Extract
Riveting. Arresting. Barry Shabaka Henley's performance as Louis Armstrong in Court Theatre's one-man-show Satchmo at the Waldorf is surely one of the great stage performances delivered in Chicago - or anywhere, for that matter.
Lone actors on stage can be dry - and we were only mildly curious about the real-life Louis Armstrong, among a handful of jazz performers who grew rich with his music. Born in 1901 in New Orleans, the son of a prostitute, Armstrong was the most important jazz improviser - the free-form restyling of a song's melodic line that is the essence of the form.
But it is not Armstrong's music (there is really very little of it here) that makes this such enthralling theater. It's Henley, a popular television and movie actor who has starred against Colin Farrell and Jamie Foxx, played the manager in the biopic Ali (with Will Smith) and as a U.S. customs agent (with Tom Hanks) in Spielberg's Terminal.

What you have to do
Please sum up the review above in two sentences.

Extracted records
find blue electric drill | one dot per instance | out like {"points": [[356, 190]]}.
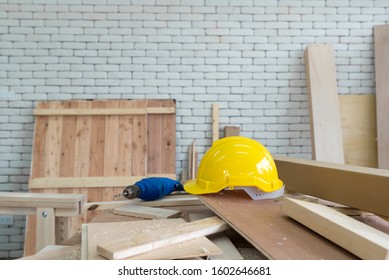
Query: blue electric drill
{"points": [[152, 188]]}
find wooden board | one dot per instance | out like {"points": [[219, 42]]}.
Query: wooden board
{"points": [[269, 231], [111, 144], [326, 134], [362, 240], [146, 212], [147, 241], [355, 186], [100, 232], [359, 129], [381, 50]]}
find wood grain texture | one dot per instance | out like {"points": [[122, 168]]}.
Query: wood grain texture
{"points": [[81, 139], [355, 186], [362, 240], [269, 231], [146, 212], [100, 232], [359, 129], [326, 134], [381, 50], [147, 241]]}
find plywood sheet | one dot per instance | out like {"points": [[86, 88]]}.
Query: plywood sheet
{"points": [[274, 234], [326, 135], [100, 232], [381, 49], [92, 145], [359, 129]]}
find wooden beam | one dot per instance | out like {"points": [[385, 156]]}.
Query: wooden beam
{"points": [[104, 112], [215, 122], [89, 182], [381, 50], [326, 133], [146, 212], [359, 187], [146, 241], [43, 200], [362, 240]]}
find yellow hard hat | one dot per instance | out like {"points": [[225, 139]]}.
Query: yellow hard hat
{"points": [[235, 162]]}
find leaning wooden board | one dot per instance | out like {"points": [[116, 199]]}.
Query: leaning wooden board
{"points": [[381, 50], [271, 232], [326, 134], [103, 138]]}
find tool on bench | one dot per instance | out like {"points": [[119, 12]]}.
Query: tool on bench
{"points": [[152, 188], [237, 163]]}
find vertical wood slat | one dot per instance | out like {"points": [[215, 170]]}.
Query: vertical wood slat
{"points": [[381, 49], [154, 139], [326, 134], [53, 143]]}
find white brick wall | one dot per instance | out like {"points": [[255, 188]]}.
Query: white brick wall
{"points": [[245, 55]]}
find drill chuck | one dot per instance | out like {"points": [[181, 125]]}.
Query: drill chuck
{"points": [[132, 191]]}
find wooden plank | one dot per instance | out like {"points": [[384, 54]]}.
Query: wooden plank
{"points": [[215, 122], [146, 212], [82, 142], [381, 51], [229, 250], [139, 145], [90, 182], [363, 188], [100, 232], [326, 133], [359, 129], [154, 139], [268, 230], [45, 227], [144, 242], [56, 252], [104, 112], [362, 240], [167, 201], [168, 139]]}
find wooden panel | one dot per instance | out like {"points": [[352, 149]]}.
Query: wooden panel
{"points": [[355, 186], [381, 49], [326, 135], [359, 129], [80, 139], [100, 232], [149, 240], [267, 229], [362, 240]]}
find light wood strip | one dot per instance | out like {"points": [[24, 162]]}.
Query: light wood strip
{"points": [[381, 50], [90, 182], [106, 111], [82, 142], [147, 241], [362, 240], [355, 186], [146, 212], [326, 133], [359, 129], [99, 232], [215, 122]]}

Completed exercise
The review calls Barry Shabaka Henley's performance as Louis Armstrong in Court Theatre's one-man show Satchmo at the Waldorf one of the great stage performances delivered in Chicago or anywhere. It credits Henley, a popular television and movie actor, rather than Armstrong's music, of which there is very little in the show, for making it enthralling theater.